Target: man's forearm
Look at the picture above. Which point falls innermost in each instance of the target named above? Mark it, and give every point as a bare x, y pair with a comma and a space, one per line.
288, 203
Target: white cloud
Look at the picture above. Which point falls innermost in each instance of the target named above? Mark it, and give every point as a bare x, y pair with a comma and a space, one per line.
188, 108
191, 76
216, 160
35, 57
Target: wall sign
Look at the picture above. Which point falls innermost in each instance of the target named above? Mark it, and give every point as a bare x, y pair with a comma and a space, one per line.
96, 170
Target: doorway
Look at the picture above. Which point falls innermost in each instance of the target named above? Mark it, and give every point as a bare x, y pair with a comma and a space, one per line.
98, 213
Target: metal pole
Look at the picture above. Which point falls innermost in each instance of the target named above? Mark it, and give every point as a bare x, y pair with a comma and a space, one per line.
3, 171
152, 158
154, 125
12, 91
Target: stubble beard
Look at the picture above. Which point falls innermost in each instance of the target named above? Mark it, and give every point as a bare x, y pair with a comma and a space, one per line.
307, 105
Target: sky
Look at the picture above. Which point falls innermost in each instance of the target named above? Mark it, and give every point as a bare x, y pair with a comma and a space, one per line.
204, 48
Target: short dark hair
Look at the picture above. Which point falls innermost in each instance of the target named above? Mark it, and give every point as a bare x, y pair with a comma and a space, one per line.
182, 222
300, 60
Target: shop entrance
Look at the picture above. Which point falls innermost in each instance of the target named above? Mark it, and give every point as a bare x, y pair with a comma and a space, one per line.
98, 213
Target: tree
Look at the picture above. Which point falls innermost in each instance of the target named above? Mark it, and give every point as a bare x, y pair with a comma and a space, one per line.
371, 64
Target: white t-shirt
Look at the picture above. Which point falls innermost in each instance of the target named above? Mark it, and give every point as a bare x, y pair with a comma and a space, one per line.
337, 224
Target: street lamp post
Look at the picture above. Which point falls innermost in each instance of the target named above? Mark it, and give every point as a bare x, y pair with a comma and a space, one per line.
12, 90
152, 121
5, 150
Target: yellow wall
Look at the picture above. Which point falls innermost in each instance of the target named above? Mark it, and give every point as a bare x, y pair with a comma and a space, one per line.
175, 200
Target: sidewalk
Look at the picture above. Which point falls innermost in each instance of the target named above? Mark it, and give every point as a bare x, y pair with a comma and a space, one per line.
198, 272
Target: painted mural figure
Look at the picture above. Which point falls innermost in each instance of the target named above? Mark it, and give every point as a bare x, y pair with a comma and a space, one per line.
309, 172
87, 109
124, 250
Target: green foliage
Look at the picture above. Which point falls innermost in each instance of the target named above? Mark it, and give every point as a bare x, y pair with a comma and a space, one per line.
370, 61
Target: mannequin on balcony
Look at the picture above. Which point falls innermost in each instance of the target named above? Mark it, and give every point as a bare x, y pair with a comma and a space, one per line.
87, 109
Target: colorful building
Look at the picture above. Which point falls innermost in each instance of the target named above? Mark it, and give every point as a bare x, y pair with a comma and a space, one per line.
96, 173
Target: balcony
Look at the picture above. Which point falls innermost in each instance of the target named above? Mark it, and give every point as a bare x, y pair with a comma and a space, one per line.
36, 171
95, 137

**Aim**: Write out every entry exactly as given.

**Reply to the exercise**:
Target: man's forearm
Look at the picture above. Which point falls innermost in each instance of the target named above? Mark it, and give every point as a bare x, y pair with a comma and a space, one per line.
288, 203
Target: white cloud
Look at the picture above. Which point falls innermost in each instance of the target named above? Mark it, and give every point as a bare x, y pair with a comma and a space, one per line.
188, 108
191, 76
216, 160
35, 57
Target: wall sign
Look at the picture above. Which point falls innermost in each instance of the target named above? Mark it, and give every point as a bare x, y pair with a comma and a space, one per line.
96, 170
Target: doorway
Look at the picture above. Which point falls innermost in each instance of the target named above? Mark it, and give every point as a bare x, y pair with a comma and a space, one per line.
98, 213
Target: metal pole
Look at the picture above. Which point falls innermost in each instance of the target named above? Mark it, and give every point as a bare x, y pair with a comma and a space, one per line.
3, 171
152, 158
154, 125
12, 91
Target: stubble beard
Look at the picture above. Which point falls innermost in each instance of the target named above? Mark it, and give every point as a bare x, y pair with a comma and a space, one per line.
307, 105
Target: sky
Look at the picture above. Which point falls innermost in each instance of the target named above? Mark it, and give every point as a bare x, y pair with a comma and a space, one per line.
204, 48
Target: short dark hair
Look at the picture above. Which point falls innermost in each instance of the target named above? Mark it, and give every point as a bare x, y pair with a comma and a space, one per line.
182, 222
300, 60
Target: shop entrance
Look at the picture above. Which point falls innermost in each instance of the target named above? Mark it, and give every point as a bare x, y pair with a comma and a space, one per line.
98, 213
Target: tree
Look at the picture above. Which point falls innermost in each instance of the target named above? Mark it, and give every point as a bare x, y pair with a comma and a space, one per line.
371, 64
Target: white t-shirt
Look at the picture above. Which point falls innermost in each instance of the target named above? Mark it, and give every point as a bare x, y pair with a comma and a space, one per line.
337, 224
Target: street lamp post
Look at the picture above. Which point falls innermost in each instance of the target named above? Mark it, and give every point as a bare x, y pair with a comma and a space, one per line.
12, 90
152, 121
5, 150
Target: yellow wall
Look at the picture above. Which point falls innermost in each instance of the target named above? Mark it, and give every point as a bare x, y pair with a comma and a space, one per line.
175, 200
Target: sidewalk
Look at the picture above. Which point falls innermost in each instance of the target named above? Mark it, and give every point as a bare x, y pair with a comma and a space, one per line.
198, 272
Target: painted mural figure
Look at the picture above. Which point falls innermost in each instance of the target named above? Mark it, and give every point as a bare x, y pair with a comma and a space, one per line.
309, 172
87, 109
124, 250
Target: green foliage
Look at the picture above. Which point falls innermost in each instance of the target named above? Mark it, and give every point as a bare x, y pair with a comma and a space, one per line.
370, 61
Target: mannequin on balcony
Look at the picture above. Which point falls innermost in each instance of the target named above? Mark it, and give every point as a bare x, y pair with a comma and a space, one per line.
87, 109
Target: colorful building
Look at the picture above. Which point falls innermost in each instance of the target named above? Mark it, and give every point as a bare x, y pair with a comma and a space, one per line.
96, 173
Target: balcony
Look at the picture above. Which point falls innermost in each instance of the target named above? Mark it, and give every point as a bare x, y pair with a comma and a space, one per line.
36, 171
95, 137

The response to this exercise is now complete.